- [What to work on]:
The entries that follow must be written out exactly, without any of the pictures they contain.

- [Provided records]:
━━━━━━━━━━━━━━━━━━━━━━━━━━━━━━
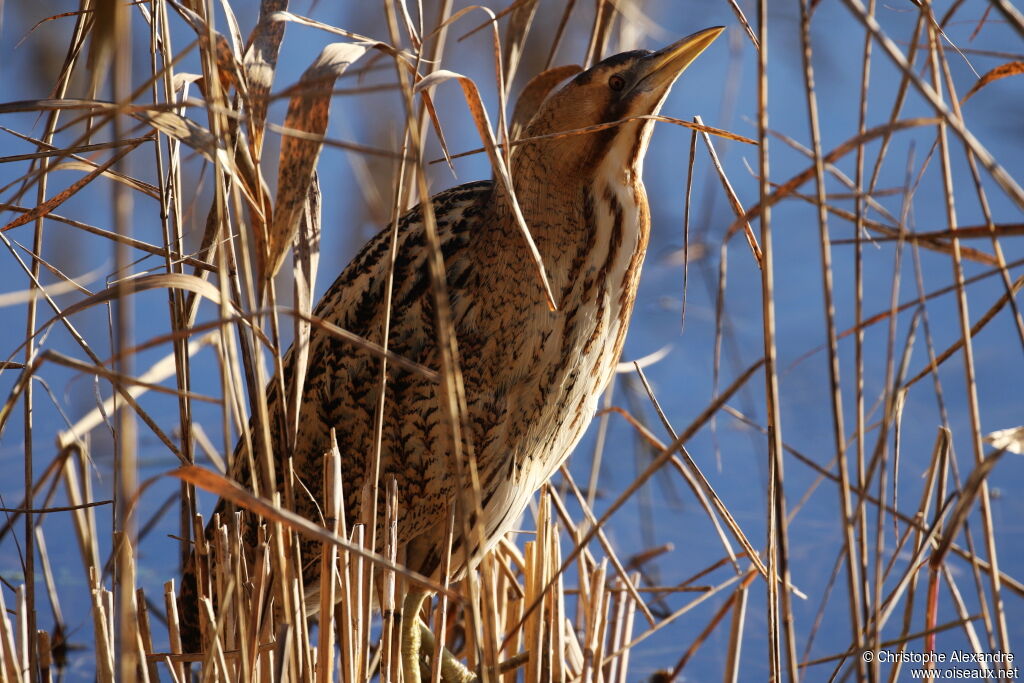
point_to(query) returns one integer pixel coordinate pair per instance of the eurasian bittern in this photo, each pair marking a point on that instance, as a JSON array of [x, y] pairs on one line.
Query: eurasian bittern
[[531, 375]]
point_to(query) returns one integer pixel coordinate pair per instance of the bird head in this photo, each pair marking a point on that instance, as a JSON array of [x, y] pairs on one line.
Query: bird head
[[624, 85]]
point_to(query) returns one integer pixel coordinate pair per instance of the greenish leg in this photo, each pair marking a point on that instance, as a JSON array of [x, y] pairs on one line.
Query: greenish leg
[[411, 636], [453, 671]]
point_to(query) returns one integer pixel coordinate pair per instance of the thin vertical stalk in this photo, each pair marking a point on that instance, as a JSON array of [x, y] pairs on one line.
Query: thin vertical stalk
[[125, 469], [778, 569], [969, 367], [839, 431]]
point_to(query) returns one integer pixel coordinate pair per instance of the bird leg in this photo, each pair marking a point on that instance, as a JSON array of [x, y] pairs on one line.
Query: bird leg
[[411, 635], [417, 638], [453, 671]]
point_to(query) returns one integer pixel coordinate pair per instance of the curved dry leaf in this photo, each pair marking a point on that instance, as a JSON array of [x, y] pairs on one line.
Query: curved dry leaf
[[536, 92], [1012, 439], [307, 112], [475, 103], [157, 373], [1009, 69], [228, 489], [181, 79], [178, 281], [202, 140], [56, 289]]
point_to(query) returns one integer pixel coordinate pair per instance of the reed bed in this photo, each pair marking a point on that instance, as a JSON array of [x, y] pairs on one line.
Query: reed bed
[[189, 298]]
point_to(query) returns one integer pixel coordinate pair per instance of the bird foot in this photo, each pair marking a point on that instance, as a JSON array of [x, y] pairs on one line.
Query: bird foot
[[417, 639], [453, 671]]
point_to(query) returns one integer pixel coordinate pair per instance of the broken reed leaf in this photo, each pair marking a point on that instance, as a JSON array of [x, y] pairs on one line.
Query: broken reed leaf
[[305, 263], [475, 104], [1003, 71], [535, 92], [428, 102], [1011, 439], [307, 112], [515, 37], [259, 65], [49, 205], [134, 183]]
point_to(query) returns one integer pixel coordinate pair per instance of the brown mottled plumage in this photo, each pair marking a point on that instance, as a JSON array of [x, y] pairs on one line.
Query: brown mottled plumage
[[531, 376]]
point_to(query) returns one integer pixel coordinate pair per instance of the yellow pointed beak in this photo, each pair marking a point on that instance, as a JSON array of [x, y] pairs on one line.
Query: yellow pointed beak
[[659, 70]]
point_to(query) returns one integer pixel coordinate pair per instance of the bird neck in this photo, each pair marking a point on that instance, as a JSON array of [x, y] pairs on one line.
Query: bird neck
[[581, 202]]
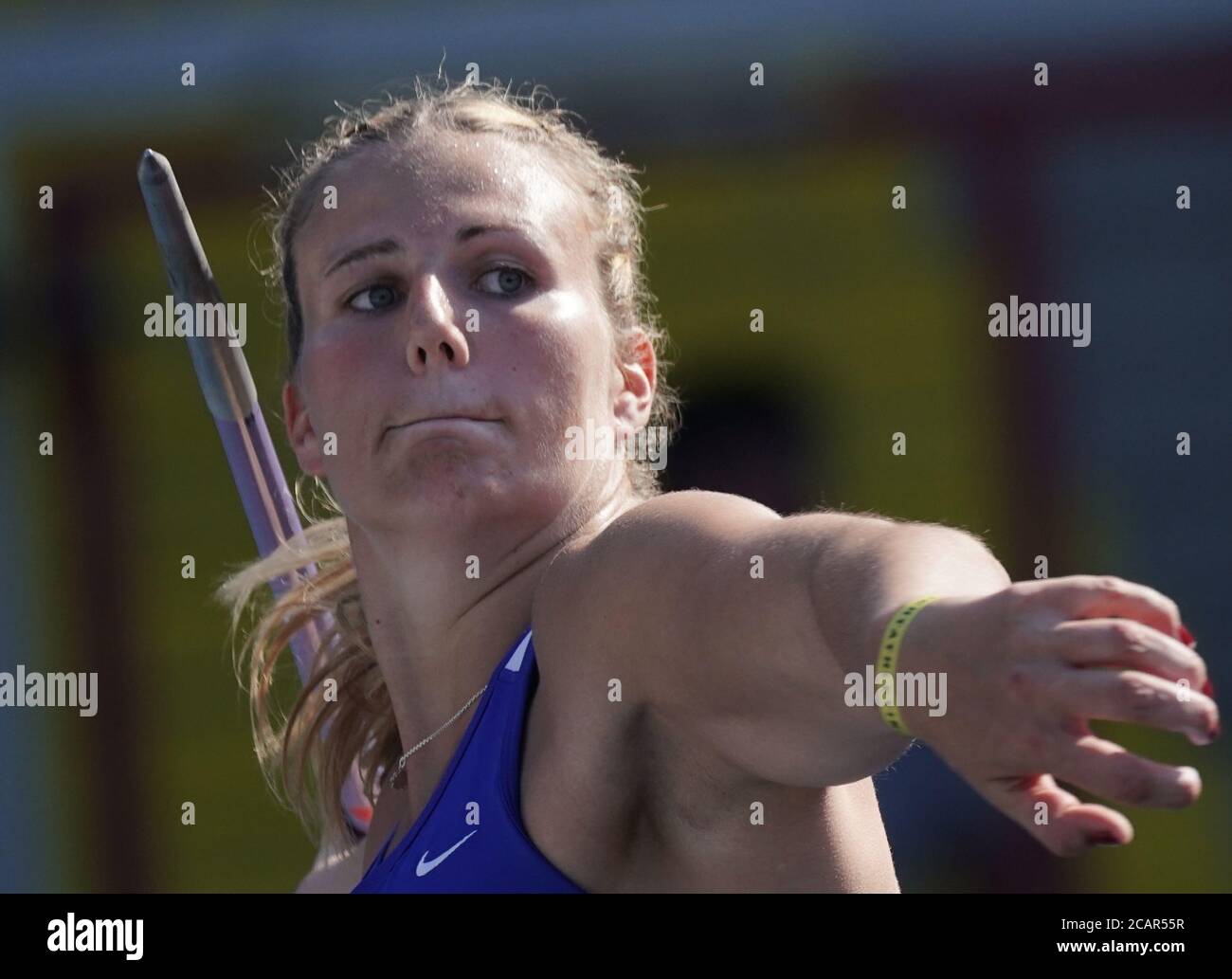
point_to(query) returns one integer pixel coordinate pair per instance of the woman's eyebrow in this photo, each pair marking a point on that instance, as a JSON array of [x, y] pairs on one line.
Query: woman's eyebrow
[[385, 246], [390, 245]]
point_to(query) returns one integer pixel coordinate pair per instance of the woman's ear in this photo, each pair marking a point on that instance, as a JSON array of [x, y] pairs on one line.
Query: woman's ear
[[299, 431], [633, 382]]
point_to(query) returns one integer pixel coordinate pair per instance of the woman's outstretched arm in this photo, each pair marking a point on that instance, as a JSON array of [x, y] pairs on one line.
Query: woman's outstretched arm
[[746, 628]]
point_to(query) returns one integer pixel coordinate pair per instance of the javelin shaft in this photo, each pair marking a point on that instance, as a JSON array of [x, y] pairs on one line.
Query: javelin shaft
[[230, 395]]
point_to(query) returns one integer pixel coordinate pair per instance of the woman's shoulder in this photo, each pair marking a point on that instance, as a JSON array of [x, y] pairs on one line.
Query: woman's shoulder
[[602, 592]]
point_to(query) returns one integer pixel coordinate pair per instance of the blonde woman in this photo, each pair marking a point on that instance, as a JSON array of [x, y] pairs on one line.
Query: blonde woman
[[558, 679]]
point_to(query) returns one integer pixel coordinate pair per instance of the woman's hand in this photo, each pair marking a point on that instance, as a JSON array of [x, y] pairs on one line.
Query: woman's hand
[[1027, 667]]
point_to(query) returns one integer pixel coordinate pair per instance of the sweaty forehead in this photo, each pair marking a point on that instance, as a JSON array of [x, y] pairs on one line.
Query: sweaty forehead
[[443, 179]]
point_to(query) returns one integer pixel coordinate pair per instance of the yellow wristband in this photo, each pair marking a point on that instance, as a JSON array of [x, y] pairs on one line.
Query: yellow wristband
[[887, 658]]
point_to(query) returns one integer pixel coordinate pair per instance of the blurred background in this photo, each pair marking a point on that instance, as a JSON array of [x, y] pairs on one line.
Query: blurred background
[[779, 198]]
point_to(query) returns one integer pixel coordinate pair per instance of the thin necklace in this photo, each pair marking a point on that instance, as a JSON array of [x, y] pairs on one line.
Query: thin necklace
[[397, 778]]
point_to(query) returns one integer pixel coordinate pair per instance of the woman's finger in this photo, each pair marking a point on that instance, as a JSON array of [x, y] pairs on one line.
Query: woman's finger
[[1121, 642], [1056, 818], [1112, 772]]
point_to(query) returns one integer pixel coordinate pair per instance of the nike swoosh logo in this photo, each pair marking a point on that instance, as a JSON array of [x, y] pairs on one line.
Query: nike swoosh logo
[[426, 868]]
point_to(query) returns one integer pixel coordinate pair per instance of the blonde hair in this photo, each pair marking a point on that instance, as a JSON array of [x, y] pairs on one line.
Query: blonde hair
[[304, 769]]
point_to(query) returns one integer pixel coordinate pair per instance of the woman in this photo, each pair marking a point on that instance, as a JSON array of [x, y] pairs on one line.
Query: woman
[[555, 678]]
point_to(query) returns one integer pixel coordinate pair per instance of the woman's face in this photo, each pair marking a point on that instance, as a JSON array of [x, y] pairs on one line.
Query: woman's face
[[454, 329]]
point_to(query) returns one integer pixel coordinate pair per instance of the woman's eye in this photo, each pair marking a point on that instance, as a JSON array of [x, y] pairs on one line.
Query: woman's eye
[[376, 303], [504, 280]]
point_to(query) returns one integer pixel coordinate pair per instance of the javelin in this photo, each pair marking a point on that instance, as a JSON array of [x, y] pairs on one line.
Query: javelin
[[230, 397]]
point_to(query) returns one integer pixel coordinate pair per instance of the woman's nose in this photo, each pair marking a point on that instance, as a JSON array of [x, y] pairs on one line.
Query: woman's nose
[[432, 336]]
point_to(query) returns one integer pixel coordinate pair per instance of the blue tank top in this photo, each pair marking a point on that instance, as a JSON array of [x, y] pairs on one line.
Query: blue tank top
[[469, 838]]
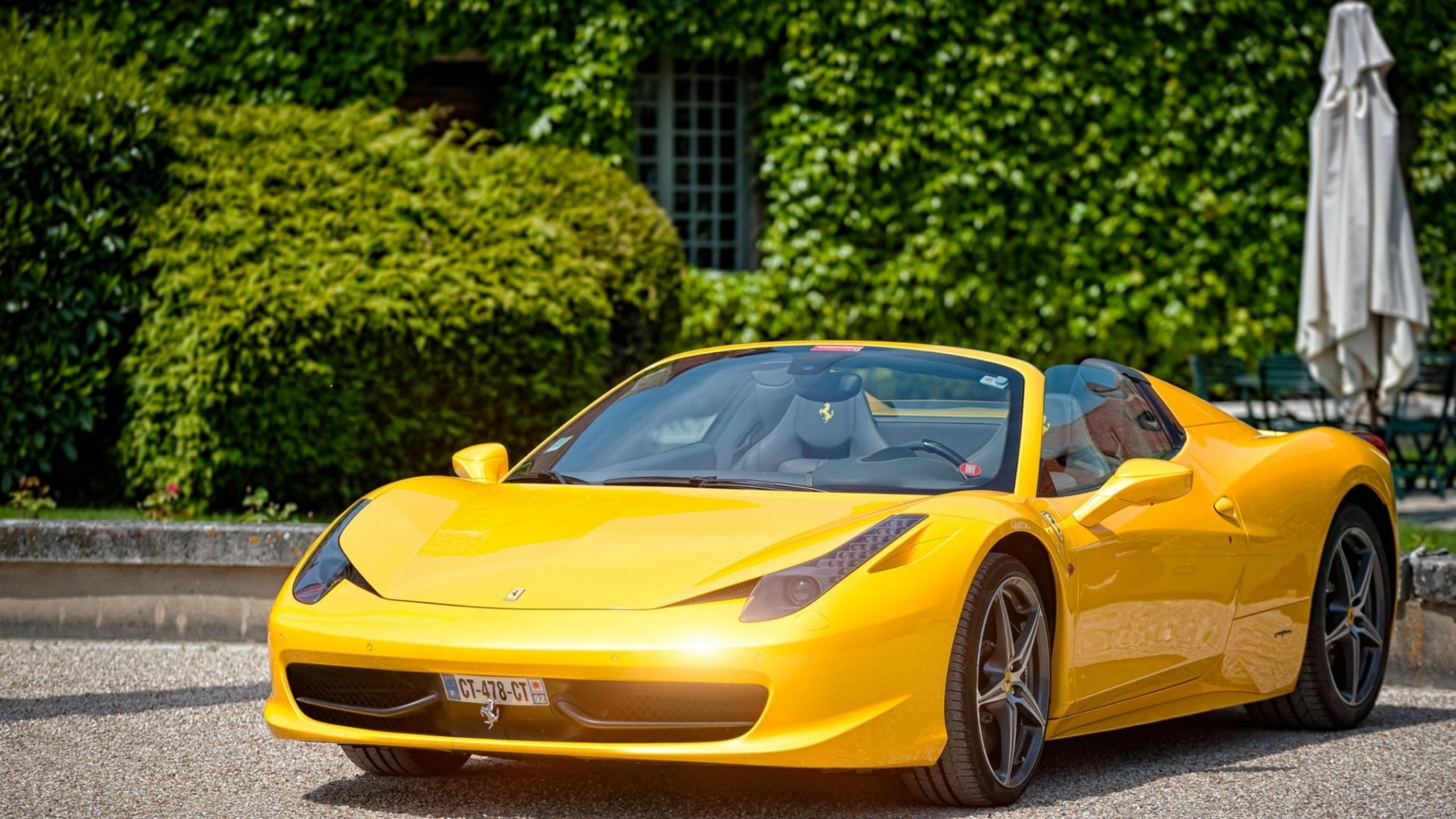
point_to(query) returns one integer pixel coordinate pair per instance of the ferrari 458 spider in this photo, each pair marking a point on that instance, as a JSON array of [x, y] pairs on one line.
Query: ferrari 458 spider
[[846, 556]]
━━━━━━━━━━━━━━━━━━━━━━━━━━━━━━
- [Solution]:
point_to(query) returns one integer pixel coordinate pair per instance of the eurasian bittern in this photo, each pair marking a point on that instance, as a JSON array of [x, y] pairs on one line.
Query: eurasian bittern
[[531, 375]]
point_to(query) returns one integer pixel coordinate pair per instance of the bird head in this photo, each pair marking a point on that instance, as a JSON array of [x, y] pairs on one line.
Query: bird head
[[624, 85]]
point_to(query) returns one integer pixel coordinate pair per instance of the greenish leg in this photo, each pair marking a point on that instance, as a JSON array of [x, y] pairs on one line.
Query: greenish leg
[[411, 636], [453, 671]]
point_to(query) returns one integer pixel coordinate pair per instance of the thin vertical stalk in this photo, each pair marking a point on that instance, as a JSON array of [x, y] pairs on one line.
Query: thin vertical stalk
[[125, 469], [778, 569], [969, 367], [839, 431]]
point_to(query) returns one integer pixel coordinate pair per instance of the bird leg in this photo, each pair marking a point on that instance, as a JSON array of [x, y] pairs on one line.
Query: bird leg
[[411, 635], [417, 638], [453, 671]]
point_to(query) returns one integer pixel coordinate pair per instance of the curved dry leaf in this photo, each pair marking a point on that instance, as a JSON array of [x, y] pairs on one line.
Query: curved dry leaf
[[536, 92], [1012, 439], [307, 112], [475, 103], [157, 373], [1009, 69], [228, 489], [181, 79], [178, 281], [202, 140], [56, 289]]
point_to(query) returns one integer pixel coordinate pair per instance of the reed bed in this photo, each pair marking a point on that instance, as a JSON array of [x, y] pairs on one line.
Query: reed bed
[[189, 298]]
point_to(query) returns one integer pixel coordinate pair per instance of the bird foot in this photo, each pair marking a point on that instance, as a JSON array of [x, y] pairs on one line.
Query: bird foot
[[417, 639], [453, 671]]
point_to(query) returns one integer pixel coordinate pair per instance of the broken reed leaf in this photo, each pair marking a point on that instance, as a JSON array of [x, y] pairs on one line.
Query: broken reed leaf
[[305, 263], [475, 104], [1003, 71], [535, 92], [428, 102], [1011, 439], [307, 112], [515, 37], [259, 65], [49, 205], [134, 183]]
point_to(query) returns one integer pixel coordinate pair per instance of the brown mottled plumage in this photo, each pair marking a point on that instance, as a JSON array of [x, y] pairs on one line.
Query: brown mottled plumage
[[531, 376]]
point_to(query) returns one integer pixel coordinate pair per instance of the yellow pointed beak in this photo, each pair marking a point on that instance, as a JSON array of [x, y] pairs on one line.
Query: yellow pointed beak
[[659, 70]]
point_to(query) returns one integer pixel coordinate pair per instance of the bird neck in this photo, each pair marking a point on that instance, as a JSON array of [x, y] pairs on one line.
Query: bird neck
[[581, 202]]
point_to(query) returns one integer pixel coordinate pair per instance of the woman's eyebrow in this photo, each pair marking a point on that instance, as a JSON array of [x, y] pairs on one line.
Query: woman's eyebrow
[[385, 246], [390, 245]]
point_to(query) returns one integer pixel coordinate pair per instance of the woman's ear in this photo, each pair marking a point on that instance, as a JSON array of [x, y] pairs on one line.
Query: woman's ear
[[299, 431], [633, 382]]
point_to(query) returns one integer pixel coordinate pair per instance of the woman's outstretched arm in this photo, each pair marking a point on that instance, as a JSON array of [x, y] pairs on one line.
Query: woman's outstretched arm
[[746, 628]]
point_to(query) returns one integer pixel coordinate pair per instance of the javelin shaft in this photo, each pair marking a point on that instance, as a JSON array of [x, y] pairs on one line.
Query: javelin shaft
[[230, 395]]
point_to(query) returns one integer pixel coordinate pair per instance of the woman's shoulder in this photo, each pair marking a point on that instance, as a JSON array of [x, y] pairs on one line.
Query: woman's shoulder
[[602, 592]]
point_to(query) returns one integer pixel coordinate pair per instance of the blonde woman in this photo, each pair marking a point on that instance, as a JSON array of [x, y] pairs on one line.
Query: blonde woman
[[558, 679]]
point_to(query) returns one integer pixel coordinate pair per instance of the woman's hand in this photo, each pair marking a point on that instance, as a JSON array of [x, y] pairs on one line.
Query: woman's hand
[[1027, 667]]
point_to(query) returns one integer pixel coordinate pair per instance of the sweaty forehead in this photo, each pair marking a point on that instance, as a JSON array of [x, y] pairs on one line.
Query: sweaty forehead
[[443, 179]]
point_to(query) returns one integer pixel coordinate pair per instance of the yellow wristband in this photo, each pair marking a point on that instance, as a JSON array of [x, y] pairs on one line.
Query: yellow wristband
[[887, 658]]
point_to(query) returns one integer pixel coordinate pair per instance of the blurred background in this photo, each pair marking a point on that instance, as a JSON array of [x, y] pairs on one line.
Query: blurred background
[[779, 198]]
point_to(query) returns one integer pixel coordinate pair per instance of the thin necklace in this photo, each pair marking a point on that instance, as a JSON array of [x, y] pairs on one line.
Query: thin necklace
[[397, 778]]
point_to(query) returns one integer pixel coordinate pair per instance of the woman's finger in this photo, each pair marking a point on that instance, as a JSON array of [x, y] pairs on one line.
Query: woman's finger
[[1121, 642], [1056, 818], [1112, 772]]
point_to(query) returns one integer pixel coordinate pair per instance of the nike swoosh logo in this photo, each pair marking a point on that instance, as a JSON array of [x, y] pairs on one line.
Query: nike swoosh logo
[[426, 868]]
point_to(query) returns one integer pixel coordinate pair per instance of the blonde hair in this photo, each pair marking a point on that instance, as a JSON array of [x, y] pairs on one line.
Query: blonde hair
[[304, 769]]
point_to(query) returns one integer pixel coordinate pair per instance of the woman in this photo, each pair marking a point on that instance, as a JSON array of [x, y] pairs on one line.
Query: woman
[[555, 678]]
point_to(query) returns one integer pixel coordinate pair per instance of the woman's face in this photo, each pair marking a point on that instance, as a JSON array of [x, y] pairs on one line.
Query: woman's face
[[454, 329]]
point_to(query) returns one integer pixel coordinate pair per instance of the woman's eye in this photo, each pair marking a point on that instance, as a JSON array of [x, y] pairs on one line.
Query: woman's eye
[[376, 303], [504, 280]]
point_to(query) returns one integer pixel coordinate pair per instance of the javelin in this photo, each pair marking a point on that instance, as a JSON array of [x, y] pairs on one line.
Query: javelin
[[230, 397]]
point_to(query) returns one integer pixel coordinate pair per instance of the woman's nose in this photo, each pair marking a point on that instance, as a JSON array of [x, y] pairs on one line.
Query: woman's nose
[[432, 336]]
point_to(query) returns one integer pixel coordinate pair per instance of the blue tank top in this photo, each pair marking a point on that instance, as a JSON array of [x, y] pairs on one line.
Query: blue tank top
[[469, 838]]
point_to(query) returns one integer pixel coordinate pair per instance of the ferrari 458 spider in this photo, each pair marking a point on that instance, as a JSON array of [x, y] pairs on one line.
Query: ferrari 458 spider
[[846, 556]]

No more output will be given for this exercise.